Start MATERIAL FOR THE TASK

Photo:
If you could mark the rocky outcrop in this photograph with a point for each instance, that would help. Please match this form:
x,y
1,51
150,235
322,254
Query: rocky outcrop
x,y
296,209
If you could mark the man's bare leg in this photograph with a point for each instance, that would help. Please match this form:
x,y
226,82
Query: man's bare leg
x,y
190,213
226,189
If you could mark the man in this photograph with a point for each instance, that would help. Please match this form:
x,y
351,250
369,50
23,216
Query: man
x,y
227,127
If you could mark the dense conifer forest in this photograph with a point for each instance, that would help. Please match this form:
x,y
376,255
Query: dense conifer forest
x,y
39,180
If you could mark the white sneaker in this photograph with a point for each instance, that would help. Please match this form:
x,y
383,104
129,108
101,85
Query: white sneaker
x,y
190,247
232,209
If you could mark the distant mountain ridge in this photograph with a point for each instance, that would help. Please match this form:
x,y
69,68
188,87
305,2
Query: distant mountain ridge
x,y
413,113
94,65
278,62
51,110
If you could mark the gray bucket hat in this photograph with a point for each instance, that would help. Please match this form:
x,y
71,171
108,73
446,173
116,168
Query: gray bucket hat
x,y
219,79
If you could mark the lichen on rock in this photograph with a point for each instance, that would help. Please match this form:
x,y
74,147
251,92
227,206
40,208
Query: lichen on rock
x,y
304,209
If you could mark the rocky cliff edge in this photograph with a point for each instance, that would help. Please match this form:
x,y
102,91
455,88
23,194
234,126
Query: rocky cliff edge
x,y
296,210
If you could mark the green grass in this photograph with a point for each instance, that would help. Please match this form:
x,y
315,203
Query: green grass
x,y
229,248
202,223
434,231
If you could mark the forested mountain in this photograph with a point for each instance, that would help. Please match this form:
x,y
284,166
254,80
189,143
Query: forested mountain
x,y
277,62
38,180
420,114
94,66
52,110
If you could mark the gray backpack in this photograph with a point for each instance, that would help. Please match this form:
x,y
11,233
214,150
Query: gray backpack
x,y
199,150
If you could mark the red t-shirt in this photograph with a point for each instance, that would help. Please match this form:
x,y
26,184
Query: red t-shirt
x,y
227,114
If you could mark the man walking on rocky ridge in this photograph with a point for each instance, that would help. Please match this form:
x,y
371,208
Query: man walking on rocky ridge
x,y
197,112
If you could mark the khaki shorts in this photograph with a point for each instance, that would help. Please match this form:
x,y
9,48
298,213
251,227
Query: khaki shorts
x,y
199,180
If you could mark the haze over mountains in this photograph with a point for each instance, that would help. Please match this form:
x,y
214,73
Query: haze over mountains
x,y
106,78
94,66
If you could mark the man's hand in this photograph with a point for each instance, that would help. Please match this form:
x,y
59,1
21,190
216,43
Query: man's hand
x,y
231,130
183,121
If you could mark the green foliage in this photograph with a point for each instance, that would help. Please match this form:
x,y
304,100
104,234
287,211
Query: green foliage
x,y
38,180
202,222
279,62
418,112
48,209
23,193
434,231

End MATERIAL FOR THE TASK
Start MATERIAL FOR THE TASK

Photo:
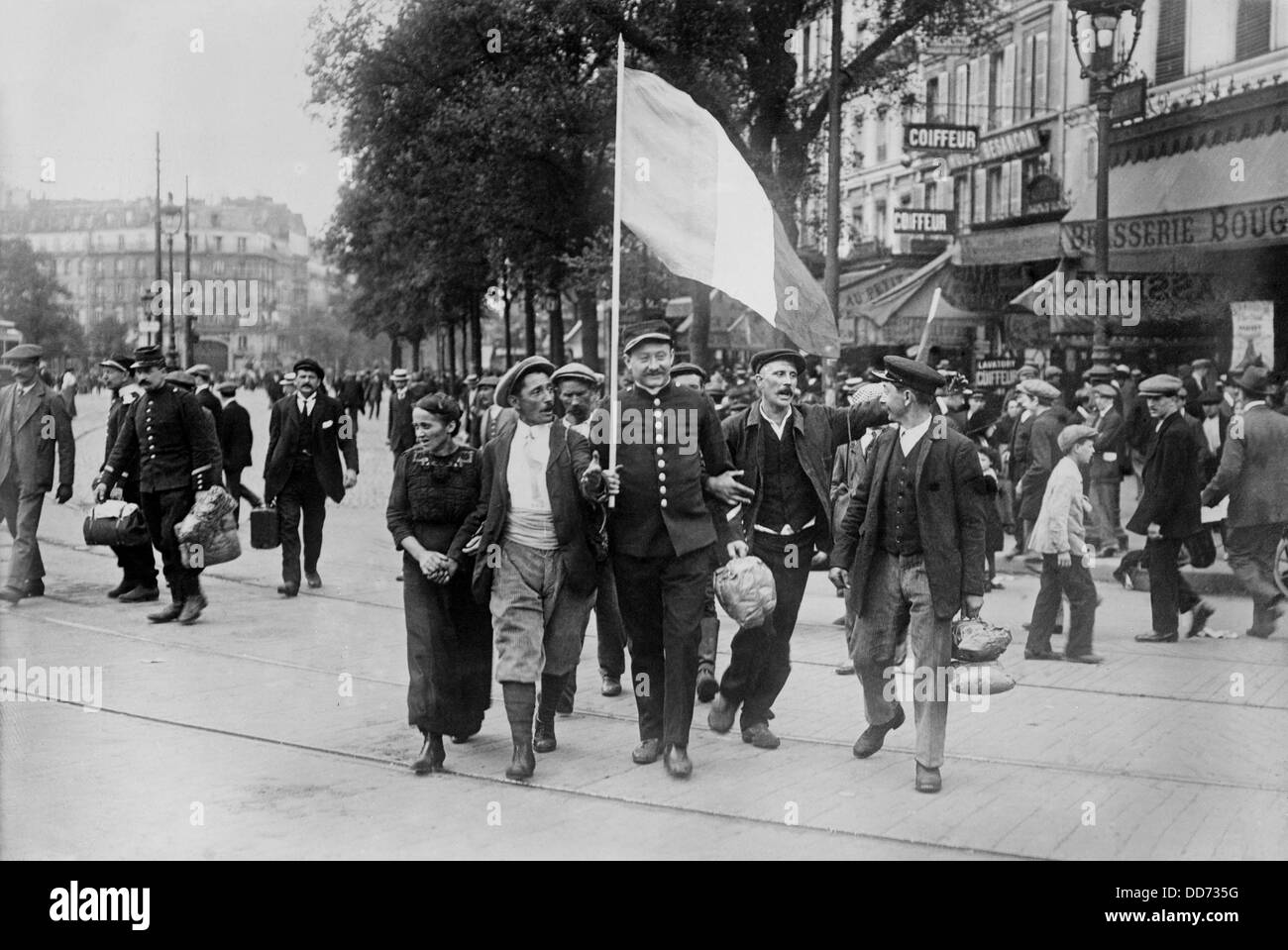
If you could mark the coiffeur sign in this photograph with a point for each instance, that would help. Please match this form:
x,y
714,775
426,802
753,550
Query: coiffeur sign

End MATERIAL FOR THE TASK

### WORK INSTRUCTIONS
Please pull out each line of the listing above that contains the string "hand". Case counts.

### SOLUTION TO THIS PROBLEM
If you could mark the man's hand in this photograph with a point for each instance, that would help. Please match this form:
Query: man's hand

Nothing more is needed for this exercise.